## What is being asked
Exactly as written, return every line of the data below.

[Data extracted from a collection]
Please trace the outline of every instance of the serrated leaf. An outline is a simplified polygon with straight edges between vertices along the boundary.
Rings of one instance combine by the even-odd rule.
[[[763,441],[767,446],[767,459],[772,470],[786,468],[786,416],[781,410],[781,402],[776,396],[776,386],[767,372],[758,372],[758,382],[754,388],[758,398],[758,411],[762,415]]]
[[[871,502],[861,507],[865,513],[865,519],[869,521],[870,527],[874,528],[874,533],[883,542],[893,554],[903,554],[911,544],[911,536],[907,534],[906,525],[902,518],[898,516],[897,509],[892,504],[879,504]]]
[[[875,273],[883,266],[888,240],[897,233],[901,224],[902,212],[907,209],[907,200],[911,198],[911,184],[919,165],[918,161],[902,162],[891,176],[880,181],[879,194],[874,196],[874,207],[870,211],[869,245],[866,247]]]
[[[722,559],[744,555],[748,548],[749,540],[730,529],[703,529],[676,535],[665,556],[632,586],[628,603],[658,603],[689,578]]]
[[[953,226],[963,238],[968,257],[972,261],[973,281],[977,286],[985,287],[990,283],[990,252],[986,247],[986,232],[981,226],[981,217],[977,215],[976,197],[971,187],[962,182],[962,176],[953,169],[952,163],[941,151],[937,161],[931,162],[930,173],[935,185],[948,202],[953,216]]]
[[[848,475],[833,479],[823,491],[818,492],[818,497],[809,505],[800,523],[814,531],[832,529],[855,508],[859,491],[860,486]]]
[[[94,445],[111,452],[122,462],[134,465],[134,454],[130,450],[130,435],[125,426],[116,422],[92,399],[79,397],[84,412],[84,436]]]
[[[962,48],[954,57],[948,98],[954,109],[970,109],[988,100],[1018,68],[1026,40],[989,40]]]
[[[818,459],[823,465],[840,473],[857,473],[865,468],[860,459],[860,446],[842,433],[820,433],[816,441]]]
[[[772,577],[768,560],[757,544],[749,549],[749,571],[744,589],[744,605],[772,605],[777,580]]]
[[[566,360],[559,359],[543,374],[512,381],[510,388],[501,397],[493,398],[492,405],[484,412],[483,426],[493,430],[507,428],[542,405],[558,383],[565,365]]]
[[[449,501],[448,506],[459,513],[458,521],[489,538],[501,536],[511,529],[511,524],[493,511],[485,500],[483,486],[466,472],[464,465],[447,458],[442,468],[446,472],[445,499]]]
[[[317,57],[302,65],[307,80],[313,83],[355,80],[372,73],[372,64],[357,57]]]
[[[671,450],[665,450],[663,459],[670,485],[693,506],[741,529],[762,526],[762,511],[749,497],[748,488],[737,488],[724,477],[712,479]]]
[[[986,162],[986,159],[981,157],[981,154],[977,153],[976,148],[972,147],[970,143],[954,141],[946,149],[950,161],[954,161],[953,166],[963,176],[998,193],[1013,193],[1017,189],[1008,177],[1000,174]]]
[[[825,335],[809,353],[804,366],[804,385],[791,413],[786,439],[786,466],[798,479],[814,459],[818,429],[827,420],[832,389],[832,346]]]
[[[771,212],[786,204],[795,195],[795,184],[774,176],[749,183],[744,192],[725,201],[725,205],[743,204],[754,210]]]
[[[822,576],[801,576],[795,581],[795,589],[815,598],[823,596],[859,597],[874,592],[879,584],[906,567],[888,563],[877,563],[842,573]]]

## The answer
Please trace the outline of every instance of the serrated leaf. An outline is a simplified polygon with straight edges between vertices along the boundary.
Rings of one instance combine by the even-odd rule.
[[[763,441],[767,446],[767,459],[772,470],[786,468],[786,416],[781,410],[781,402],[776,396],[776,386],[767,372],[758,372],[758,382],[754,388],[758,398],[758,411],[762,415]]]
[[[871,502],[861,507],[865,513],[865,519],[869,521],[870,527],[874,528],[874,533],[883,542],[893,554],[903,554],[911,544],[911,536],[907,534],[906,525],[902,518],[898,516],[897,509],[892,504],[879,504]]]
[[[875,273],[883,266],[888,240],[897,233],[901,224],[902,212],[907,209],[907,200],[911,198],[911,184],[919,165],[918,161],[902,162],[891,176],[880,181],[879,194],[874,196],[874,207],[870,211],[869,245],[866,247]]]
[[[722,559],[744,555],[748,548],[749,540],[730,529],[703,529],[676,535],[665,556],[632,586],[628,603],[658,603],[689,578]]]
[[[953,226],[963,238],[968,257],[972,261],[973,281],[977,286],[985,287],[990,283],[990,252],[986,247],[986,232],[981,226],[981,217],[977,215],[976,197],[971,187],[962,182],[962,176],[953,169],[952,163],[941,151],[937,161],[931,162],[930,173],[935,185],[948,202],[953,216]]]
[[[848,475],[833,479],[823,491],[818,492],[818,497],[809,505],[800,523],[814,531],[832,529],[855,508],[859,491],[860,486]]]
[[[94,445],[111,452],[122,462],[134,465],[134,454],[130,450],[130,435],[125,426],[116,422],[92,399],[79,397],[84,412],[84,436]]]
[[[962,48],[954,57],[948,98],[954,109],[970,109],[988,100],[1018,68],[1026,40],[989,40]]]
[[[818,459],[823,465],[840,473],[857,473],[865,468],[860,459],[860,446],[842,433],[820,433],[816,441]]]
[[[772,577],[768,560],[757,544],[749,549],[749,571],[744,589],[744,605],[772,605],[777,580]]]
[[[566,360],[559,359],[543,374],[512,381],[510,388],[501,397],[493,398],[492,405],[484,412],[483,426],[493,430],[507,428],[542,405],[558,383],[565,365]]]
[[[449,501],[448,506],[459,513],[458,521],[489,538],[501,536],[511,529],[511,524],[493,511],[485,500],[483,486],[466,472],[464,465],[447,458],[442,468],[446,472],[445,499]]]
[[[317,57],[302,65],[307,80],[313,83],[355,80],[372,73],[372,64],[357,57]]]
[[[671,450],[665,450],[663,459],[670,485],[693,506],[741,529],[762,526],[762,511],[749,497],[748,488],[737,488],[724,477],[712,479]]]
[[[986,162],[986,159],[981,157],[981,154],[977,153],[976,148],[972,147],[970,143],[954,141],[946,149],[950,161],[954,161],[953,166],[963,176],[998,193],[1013,193],[1017,189],[1008,177],[1000,174]]]
[[[825,335],[809,353],[804,366],[804,385],[791,413],[786,439],[786,466],[798,479],[814,459],[818,429],[827,420],[832,389],[832,346]]]
[[[771,212],[786,204],[795,195],[795,184],[774,176],[749,183],[744,192],[725,201],[725,205],[743,204],[754,210]]]
[[[822,576],[801,576],[795,581],[795,589],[815,598],[823,596],[859,597],[874,592],[879,584],[906,567],[888,563],[877,563],[842,573]]]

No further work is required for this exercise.